- Requirements
(1) Write out the passage on Andrew Waldron's research word for word, from "Professor Andrew Waldron's" to "to Professor Waldron.".
(2) List the surnames that make up the name of the matrix model in the passage on Andrew Waldron's research.

Professor Andrew Waldron's research is devoted to a broad range of problems in theoretical and mathematical physics. In particular he has made an important contribution to the conjectured Banks-Fishler-Shenker-Susskind (BFSS) matrix model of string theory and M-theory. String theory is a proposed perturbative theory that would unify all of the fundamental forces of physics; in other words it is a “theory of everything”. Its non-perturbative counterpart is a hypothetical theory called M-theory. One part of the BFSS conjecture relates the scattering of bound states to scattering of supergravitons. (Eleven-dimensional supergravity is a known low-energy limit of M-theory.) This relation has been verified in many cases; the strongest results in this direction belong to Professor Waldron.

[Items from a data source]
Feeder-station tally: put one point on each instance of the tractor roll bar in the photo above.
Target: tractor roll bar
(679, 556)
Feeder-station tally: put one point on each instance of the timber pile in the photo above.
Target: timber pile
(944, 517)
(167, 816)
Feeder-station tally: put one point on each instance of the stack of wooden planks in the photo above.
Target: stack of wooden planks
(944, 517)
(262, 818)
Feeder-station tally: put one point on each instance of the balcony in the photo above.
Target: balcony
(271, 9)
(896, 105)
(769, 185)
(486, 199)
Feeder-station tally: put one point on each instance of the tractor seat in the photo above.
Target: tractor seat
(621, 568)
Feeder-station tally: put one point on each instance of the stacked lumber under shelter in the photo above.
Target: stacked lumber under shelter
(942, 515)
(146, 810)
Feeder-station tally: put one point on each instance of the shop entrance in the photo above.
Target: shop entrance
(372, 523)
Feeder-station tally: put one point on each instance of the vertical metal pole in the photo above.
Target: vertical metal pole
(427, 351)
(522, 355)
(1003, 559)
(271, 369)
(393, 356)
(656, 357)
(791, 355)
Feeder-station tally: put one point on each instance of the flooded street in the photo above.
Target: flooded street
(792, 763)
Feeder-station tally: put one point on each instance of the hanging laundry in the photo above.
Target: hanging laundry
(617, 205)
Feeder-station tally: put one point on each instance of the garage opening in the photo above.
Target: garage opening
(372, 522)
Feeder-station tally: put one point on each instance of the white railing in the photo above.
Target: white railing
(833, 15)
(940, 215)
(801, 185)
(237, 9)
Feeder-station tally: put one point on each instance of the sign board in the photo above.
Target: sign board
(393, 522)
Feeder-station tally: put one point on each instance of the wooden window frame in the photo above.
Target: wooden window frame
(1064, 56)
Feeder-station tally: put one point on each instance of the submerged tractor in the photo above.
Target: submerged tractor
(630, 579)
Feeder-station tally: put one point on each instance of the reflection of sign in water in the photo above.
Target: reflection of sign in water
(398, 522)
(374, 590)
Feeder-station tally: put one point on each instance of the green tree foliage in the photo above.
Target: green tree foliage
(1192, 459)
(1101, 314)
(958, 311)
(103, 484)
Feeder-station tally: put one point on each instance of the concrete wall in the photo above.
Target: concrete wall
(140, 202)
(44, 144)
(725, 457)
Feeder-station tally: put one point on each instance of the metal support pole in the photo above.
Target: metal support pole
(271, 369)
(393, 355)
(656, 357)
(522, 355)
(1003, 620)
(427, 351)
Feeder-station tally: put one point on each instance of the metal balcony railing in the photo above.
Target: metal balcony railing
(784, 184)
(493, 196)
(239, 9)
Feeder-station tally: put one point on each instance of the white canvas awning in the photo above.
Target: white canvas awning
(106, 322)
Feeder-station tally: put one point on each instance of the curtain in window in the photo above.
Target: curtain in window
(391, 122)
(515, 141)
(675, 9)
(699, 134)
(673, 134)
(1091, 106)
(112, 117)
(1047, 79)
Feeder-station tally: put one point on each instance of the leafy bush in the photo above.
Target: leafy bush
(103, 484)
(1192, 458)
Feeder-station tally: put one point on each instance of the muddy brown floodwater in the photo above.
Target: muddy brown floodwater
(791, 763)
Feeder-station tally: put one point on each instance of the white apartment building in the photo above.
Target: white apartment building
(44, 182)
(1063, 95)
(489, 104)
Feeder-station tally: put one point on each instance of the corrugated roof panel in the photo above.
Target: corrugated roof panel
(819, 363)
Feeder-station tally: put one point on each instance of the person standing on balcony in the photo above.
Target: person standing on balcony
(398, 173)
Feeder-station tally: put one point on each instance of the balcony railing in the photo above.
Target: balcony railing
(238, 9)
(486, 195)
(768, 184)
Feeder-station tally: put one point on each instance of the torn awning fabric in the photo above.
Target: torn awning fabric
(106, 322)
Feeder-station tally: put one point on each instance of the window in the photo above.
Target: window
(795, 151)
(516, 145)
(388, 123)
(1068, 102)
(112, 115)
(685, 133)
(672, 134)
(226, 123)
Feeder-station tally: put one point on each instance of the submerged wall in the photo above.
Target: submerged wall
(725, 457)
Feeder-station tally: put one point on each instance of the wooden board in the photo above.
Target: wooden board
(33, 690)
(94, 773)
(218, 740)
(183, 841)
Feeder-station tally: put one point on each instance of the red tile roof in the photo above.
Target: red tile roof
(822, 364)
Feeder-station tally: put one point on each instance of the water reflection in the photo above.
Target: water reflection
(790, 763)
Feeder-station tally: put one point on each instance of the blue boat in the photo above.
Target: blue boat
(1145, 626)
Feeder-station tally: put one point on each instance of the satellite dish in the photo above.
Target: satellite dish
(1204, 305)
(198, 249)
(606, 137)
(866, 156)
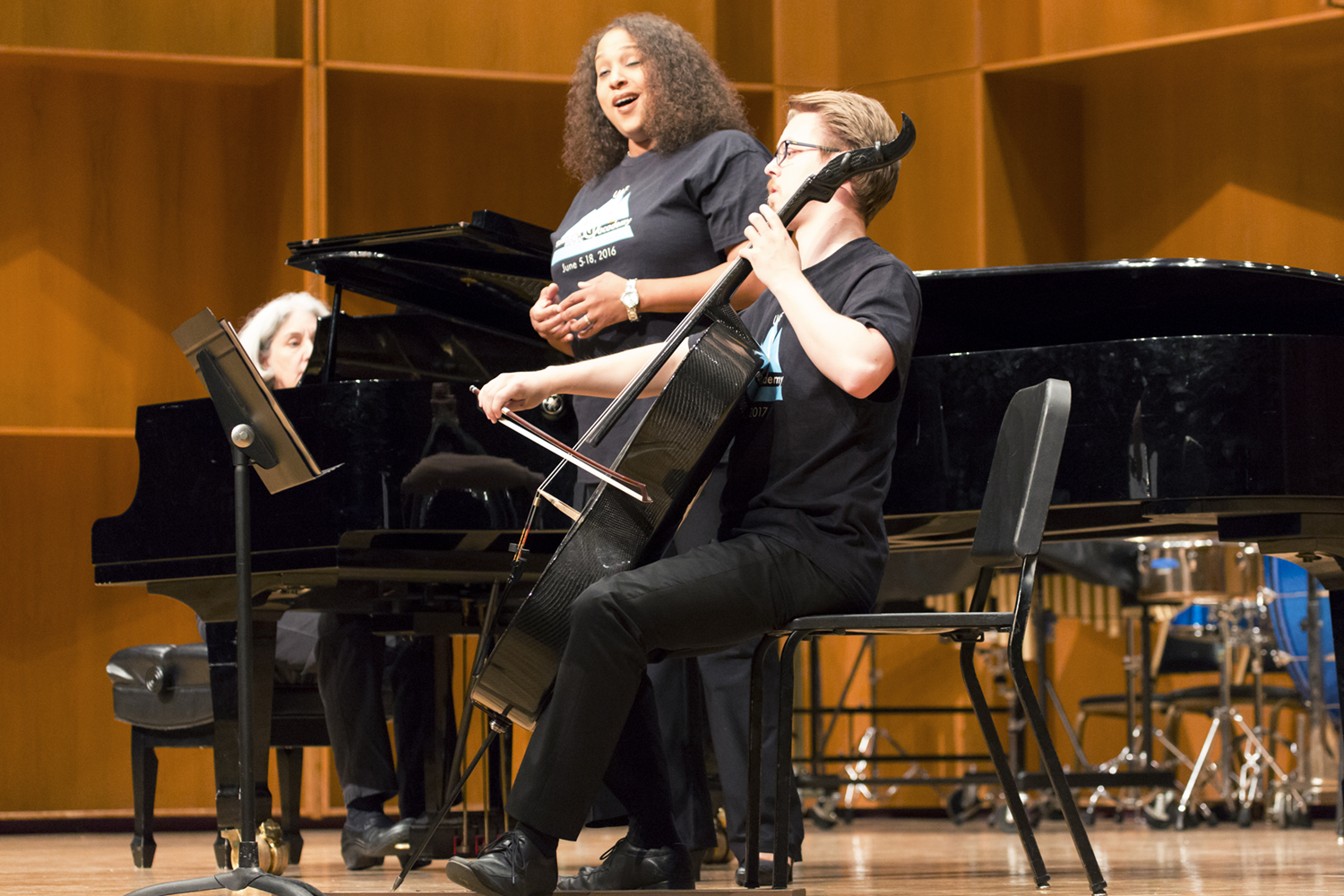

- Exercise responses
(1)
Professor Andrew Waldron's research is devoted to a broad range of problems in theoretical and mathematical physics. In particular he has made an important contribution to the conjectured Banks-Fishler-Shenker-Susskind (BFSS) matrix model of string theory and M-theory. String theory is a proposed perturbative theory that would unify all of the fundamental forces of physics; in other words it is a “theory of everything”. Its non-perturbative counterpart is a hypothetical theory called M-theory. One part of the BFSS conjecture relates the scattering of bound states to scattering of supergravitons. (Eleven-dimensional supergravity is a known low-energy limit of M-theory.) This relation has been verified in many cases; the strongest results in this direction belong to Professor Waldron.

(2) Banks, Fishler, Shenker, Susskind